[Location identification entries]

━━━━━━

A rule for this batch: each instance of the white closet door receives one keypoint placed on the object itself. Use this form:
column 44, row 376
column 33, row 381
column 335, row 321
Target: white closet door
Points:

━━━━━━

- _Task to carry out_:
Write out all the lines again, exactly as they are.

- _Result for this exercise_:
A rule for this batch: each instance of the white closet door receives one keypoint placed on the object itself. Use this form:
column 44, row 376
column 33, row 381
column 335, row 321
Target: white closet door
Points:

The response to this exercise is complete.